====== Page extract

Helm, Professor of Energy Policy at the University of Oxford, told the House of Lords Science and Technology Committee that the UK’s winter capacity margin should be “North of 10% but probably less than 20%”.

In their Winter Outlook Report for 2014, National Grid have cautioned that they expect optimal winter margin to be just 4.1% but that with a ‘bad’ winter this will narrow to 2.8%.

At 2.8% capacity margin, the network would be unable to meet its “basic reserve requirement” needed to operate the system

Describing the current levels as an “extraordinary situation” Helm added:

“Any reasonable large scale economy with a reliance on electricity is vastly better off in a world where there is a bit of fat in its capacity margin.

“Everyone will pay a higher price to bring the system into equilibrium will be higher because this stuff [electricity] is scarce.

============
====== Material supplied

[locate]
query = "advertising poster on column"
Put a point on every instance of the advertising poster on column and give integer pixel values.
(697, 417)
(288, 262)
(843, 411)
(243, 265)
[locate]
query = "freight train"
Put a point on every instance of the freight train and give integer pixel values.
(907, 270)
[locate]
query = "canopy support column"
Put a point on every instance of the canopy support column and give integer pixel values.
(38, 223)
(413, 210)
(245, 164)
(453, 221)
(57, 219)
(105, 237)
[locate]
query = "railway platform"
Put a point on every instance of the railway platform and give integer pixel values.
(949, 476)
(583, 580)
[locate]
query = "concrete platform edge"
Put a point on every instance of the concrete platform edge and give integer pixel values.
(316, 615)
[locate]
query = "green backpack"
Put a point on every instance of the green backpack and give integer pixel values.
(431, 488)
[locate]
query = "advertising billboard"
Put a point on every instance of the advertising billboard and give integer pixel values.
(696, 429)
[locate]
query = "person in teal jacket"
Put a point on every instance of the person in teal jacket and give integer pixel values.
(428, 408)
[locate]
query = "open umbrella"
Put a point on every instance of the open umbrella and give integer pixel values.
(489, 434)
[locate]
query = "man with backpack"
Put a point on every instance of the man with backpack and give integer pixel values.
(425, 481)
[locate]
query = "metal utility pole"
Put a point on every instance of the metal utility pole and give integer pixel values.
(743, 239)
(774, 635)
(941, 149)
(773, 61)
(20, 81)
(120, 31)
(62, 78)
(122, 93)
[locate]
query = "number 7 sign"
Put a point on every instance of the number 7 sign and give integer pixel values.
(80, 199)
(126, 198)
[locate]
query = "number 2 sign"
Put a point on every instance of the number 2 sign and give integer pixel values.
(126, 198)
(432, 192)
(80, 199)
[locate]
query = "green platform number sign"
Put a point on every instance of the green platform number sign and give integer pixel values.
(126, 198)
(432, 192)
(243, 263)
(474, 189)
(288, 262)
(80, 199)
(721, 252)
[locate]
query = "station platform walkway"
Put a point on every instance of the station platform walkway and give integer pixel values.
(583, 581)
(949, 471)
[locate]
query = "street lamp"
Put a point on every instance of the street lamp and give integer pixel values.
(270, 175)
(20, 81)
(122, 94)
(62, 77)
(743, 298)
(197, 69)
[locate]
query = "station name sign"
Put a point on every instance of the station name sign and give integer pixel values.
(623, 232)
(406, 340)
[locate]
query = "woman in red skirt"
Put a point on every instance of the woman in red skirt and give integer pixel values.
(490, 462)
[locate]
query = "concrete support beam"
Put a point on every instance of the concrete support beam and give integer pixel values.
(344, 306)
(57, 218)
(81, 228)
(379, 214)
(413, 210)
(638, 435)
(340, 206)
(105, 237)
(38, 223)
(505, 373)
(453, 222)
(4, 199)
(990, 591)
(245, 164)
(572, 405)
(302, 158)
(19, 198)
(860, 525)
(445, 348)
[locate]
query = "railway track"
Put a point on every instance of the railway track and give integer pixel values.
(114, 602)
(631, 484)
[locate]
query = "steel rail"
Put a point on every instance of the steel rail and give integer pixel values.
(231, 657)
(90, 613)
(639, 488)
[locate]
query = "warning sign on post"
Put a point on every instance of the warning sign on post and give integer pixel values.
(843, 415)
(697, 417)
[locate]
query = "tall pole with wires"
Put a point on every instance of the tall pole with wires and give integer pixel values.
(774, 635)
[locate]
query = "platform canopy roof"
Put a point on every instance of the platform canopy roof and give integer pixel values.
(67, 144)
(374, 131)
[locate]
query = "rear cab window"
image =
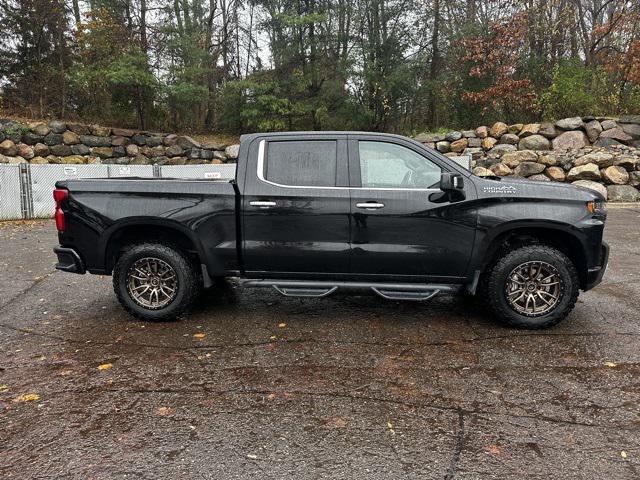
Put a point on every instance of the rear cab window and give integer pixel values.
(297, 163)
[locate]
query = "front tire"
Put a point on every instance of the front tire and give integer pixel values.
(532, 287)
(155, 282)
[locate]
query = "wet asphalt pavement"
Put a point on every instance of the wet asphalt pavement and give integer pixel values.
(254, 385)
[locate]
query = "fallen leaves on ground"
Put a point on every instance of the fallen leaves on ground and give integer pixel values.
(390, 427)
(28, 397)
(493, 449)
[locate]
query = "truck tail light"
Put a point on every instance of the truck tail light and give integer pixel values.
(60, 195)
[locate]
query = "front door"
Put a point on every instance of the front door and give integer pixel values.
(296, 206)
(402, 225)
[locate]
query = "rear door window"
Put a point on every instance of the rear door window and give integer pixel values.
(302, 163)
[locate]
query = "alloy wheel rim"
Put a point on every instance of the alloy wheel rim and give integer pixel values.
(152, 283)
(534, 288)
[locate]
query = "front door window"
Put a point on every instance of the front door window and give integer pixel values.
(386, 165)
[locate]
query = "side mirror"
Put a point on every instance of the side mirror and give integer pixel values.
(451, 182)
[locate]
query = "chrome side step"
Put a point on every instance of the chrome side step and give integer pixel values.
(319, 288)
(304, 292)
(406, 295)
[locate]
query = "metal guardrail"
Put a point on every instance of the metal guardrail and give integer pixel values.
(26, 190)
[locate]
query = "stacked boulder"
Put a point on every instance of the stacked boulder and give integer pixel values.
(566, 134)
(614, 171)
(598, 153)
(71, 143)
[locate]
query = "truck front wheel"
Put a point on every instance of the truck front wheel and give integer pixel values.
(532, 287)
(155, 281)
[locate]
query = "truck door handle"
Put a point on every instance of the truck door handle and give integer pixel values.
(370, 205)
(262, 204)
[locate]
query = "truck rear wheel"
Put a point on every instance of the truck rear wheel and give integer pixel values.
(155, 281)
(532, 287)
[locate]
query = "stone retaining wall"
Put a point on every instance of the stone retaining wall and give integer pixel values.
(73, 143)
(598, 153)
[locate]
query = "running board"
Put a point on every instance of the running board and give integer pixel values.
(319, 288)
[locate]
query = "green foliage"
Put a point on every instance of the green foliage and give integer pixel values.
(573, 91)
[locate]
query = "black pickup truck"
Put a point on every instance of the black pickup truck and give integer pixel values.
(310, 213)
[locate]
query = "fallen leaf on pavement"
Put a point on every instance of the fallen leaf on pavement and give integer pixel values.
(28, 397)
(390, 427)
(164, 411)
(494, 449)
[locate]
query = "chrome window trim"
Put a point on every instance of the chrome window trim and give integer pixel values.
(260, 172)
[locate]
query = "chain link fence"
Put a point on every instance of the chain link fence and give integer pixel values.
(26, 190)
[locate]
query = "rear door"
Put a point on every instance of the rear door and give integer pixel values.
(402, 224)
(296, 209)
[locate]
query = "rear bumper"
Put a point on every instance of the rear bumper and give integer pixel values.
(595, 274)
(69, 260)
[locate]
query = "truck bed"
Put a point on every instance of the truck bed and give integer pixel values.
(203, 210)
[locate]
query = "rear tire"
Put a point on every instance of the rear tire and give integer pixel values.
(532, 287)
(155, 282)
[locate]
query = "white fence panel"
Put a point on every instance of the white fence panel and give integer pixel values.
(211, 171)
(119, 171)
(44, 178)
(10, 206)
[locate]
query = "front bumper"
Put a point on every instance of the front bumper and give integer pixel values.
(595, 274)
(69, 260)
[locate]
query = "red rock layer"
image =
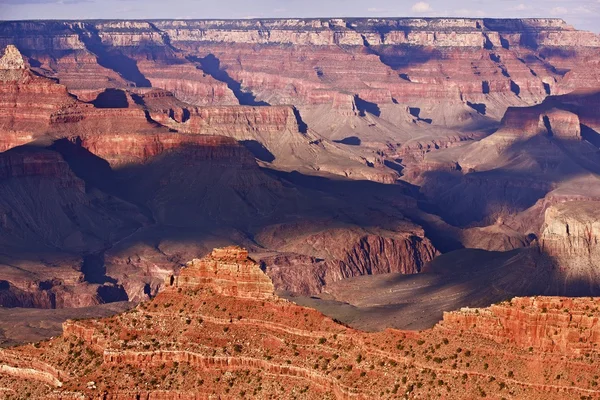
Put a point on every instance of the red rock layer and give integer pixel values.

============
====== Material supplied

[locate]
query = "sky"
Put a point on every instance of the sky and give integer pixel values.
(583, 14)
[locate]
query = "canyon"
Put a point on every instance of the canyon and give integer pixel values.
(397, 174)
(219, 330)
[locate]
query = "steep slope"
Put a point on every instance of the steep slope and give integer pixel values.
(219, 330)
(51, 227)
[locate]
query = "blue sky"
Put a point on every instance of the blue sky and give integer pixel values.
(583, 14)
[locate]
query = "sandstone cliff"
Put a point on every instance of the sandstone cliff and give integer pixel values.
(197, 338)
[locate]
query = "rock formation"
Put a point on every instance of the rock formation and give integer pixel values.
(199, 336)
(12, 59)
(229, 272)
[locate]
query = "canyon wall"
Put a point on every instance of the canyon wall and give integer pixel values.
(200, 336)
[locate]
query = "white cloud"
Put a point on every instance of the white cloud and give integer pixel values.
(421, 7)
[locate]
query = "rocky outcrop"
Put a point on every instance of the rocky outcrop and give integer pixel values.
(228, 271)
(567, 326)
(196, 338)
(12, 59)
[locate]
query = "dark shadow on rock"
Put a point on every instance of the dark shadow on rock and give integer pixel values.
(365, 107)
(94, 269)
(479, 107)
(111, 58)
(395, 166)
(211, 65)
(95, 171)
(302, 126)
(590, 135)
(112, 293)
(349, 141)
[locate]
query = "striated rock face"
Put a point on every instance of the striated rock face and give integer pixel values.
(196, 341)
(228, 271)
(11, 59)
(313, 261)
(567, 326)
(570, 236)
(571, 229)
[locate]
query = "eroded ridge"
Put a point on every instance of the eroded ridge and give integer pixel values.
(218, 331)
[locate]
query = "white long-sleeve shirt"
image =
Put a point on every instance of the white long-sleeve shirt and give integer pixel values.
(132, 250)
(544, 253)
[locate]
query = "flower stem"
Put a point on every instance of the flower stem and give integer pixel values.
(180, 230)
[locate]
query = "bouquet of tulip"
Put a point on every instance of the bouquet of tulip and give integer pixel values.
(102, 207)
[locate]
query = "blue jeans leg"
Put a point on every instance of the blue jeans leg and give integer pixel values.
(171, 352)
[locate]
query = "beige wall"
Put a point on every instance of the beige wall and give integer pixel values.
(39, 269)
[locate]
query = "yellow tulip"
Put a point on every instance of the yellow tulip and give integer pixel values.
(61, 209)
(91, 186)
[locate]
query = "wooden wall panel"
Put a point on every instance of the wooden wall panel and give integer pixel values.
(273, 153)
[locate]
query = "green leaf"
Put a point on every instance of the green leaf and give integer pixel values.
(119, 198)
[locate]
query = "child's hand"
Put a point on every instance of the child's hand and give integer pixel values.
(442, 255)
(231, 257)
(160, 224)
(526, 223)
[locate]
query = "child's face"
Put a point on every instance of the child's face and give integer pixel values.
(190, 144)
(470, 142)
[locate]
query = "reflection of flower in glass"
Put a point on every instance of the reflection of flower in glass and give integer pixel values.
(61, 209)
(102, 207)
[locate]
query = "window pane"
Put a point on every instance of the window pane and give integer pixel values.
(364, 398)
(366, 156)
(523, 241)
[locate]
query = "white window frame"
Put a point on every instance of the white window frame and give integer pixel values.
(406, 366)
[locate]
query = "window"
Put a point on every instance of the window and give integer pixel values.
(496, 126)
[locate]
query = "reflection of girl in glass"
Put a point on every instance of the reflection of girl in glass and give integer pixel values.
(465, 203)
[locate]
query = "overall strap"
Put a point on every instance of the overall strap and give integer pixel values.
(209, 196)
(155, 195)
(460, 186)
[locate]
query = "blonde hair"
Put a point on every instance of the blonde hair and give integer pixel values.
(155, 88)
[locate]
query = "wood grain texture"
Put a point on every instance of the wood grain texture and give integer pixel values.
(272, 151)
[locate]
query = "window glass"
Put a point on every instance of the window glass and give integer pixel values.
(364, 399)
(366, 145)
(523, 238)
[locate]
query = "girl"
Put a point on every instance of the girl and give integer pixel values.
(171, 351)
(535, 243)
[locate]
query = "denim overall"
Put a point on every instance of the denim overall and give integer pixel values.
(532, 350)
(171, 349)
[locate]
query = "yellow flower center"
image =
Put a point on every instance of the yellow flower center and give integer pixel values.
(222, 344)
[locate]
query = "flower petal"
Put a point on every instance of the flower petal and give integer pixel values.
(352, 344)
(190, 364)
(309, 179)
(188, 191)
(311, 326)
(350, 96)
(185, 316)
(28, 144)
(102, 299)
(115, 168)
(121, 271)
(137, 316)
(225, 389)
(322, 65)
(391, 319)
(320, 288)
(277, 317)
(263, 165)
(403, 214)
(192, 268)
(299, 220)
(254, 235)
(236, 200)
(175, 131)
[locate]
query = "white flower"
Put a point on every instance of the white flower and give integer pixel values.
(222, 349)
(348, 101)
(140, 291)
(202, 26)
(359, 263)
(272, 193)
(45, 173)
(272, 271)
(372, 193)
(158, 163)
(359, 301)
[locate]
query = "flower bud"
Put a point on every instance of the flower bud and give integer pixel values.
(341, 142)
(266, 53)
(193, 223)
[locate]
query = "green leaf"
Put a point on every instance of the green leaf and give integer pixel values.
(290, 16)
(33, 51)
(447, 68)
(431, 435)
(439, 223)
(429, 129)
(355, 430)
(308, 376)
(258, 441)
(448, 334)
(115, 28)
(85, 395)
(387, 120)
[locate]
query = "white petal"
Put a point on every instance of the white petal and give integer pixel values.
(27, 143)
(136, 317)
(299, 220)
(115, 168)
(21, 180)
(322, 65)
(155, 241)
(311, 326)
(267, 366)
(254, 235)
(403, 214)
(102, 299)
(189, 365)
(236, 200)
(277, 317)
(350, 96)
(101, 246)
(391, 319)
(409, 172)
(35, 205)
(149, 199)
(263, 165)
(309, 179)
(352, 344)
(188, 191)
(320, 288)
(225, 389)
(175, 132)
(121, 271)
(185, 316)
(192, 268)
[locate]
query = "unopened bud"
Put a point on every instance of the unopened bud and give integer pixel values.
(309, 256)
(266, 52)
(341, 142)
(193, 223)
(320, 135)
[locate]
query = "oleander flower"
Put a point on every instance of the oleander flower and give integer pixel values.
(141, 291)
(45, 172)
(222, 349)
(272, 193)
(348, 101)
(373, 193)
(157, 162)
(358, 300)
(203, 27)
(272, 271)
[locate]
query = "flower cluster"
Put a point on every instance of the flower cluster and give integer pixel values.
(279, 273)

============
====== Material supplied

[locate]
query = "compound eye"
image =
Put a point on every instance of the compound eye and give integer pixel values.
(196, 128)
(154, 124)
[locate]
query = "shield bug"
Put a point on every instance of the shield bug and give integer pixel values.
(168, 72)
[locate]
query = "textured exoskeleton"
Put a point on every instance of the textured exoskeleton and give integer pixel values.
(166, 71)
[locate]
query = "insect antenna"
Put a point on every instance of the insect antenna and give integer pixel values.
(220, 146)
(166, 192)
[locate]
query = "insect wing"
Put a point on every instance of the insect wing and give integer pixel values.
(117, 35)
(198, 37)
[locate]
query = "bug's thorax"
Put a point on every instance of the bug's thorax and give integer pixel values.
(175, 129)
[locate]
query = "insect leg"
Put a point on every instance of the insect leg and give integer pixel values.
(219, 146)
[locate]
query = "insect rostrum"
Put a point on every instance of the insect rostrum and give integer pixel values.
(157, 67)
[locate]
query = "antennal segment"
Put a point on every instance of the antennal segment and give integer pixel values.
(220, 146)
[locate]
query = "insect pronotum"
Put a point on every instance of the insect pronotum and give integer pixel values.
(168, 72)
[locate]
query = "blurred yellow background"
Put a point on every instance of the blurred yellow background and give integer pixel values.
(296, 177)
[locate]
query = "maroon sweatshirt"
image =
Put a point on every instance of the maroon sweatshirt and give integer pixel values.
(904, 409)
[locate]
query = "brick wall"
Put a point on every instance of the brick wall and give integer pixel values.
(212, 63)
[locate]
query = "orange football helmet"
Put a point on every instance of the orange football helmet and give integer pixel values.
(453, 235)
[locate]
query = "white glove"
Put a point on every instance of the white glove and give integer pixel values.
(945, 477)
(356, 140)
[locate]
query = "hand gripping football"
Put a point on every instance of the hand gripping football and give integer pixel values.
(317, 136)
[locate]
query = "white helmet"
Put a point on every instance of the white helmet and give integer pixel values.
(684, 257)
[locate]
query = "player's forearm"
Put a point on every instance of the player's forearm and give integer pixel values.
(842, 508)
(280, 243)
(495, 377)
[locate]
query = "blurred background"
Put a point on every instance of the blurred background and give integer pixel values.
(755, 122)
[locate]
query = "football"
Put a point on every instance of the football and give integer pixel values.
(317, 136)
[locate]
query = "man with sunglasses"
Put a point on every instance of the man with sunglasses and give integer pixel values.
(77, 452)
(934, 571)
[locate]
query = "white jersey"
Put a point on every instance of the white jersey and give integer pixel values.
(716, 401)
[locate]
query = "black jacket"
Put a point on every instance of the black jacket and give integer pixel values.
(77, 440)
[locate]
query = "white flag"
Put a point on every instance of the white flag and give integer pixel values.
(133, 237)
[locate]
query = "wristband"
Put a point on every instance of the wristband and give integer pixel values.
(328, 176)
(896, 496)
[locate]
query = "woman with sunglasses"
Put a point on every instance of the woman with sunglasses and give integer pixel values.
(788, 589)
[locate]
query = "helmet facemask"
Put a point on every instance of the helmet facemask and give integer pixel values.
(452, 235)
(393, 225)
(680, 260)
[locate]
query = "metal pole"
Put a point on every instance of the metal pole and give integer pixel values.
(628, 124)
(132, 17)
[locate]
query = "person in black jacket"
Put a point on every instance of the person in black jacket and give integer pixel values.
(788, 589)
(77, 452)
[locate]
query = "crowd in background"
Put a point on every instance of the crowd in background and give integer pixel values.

============

§ Exercise tasks:
1: According to the capacity margin excerpt, to what level does National Grid expect the winter margin to narrow with a "bad" winter?
2: What percentage figures does the capacity margin excerpt mention? List each distinct one.
3: Continue the capacity margin excerpt from where it stops, writing the next few sentences.
None of the items are needed for these tasks.

§ Expected outputs:
1: 2.8%

2: 10%, 20%, 4.1%, 2.8%

3:
“[But] of course there is enough capacity to meet demand, if you do [spend] what’s necessary to do that”.

Helm’s comments strike an interesting tone. According to his interpretation the capacity exists and is (reasonably) readily available however the underlying commercial incentive to deliver this to market does not.

That can only mean one of two options:

  • ‘Saviour’ capacity remains uneconomic and offline prompting potential shortages or
  • Prices are to rise to make such plant operation economic and to widen the capacity gap.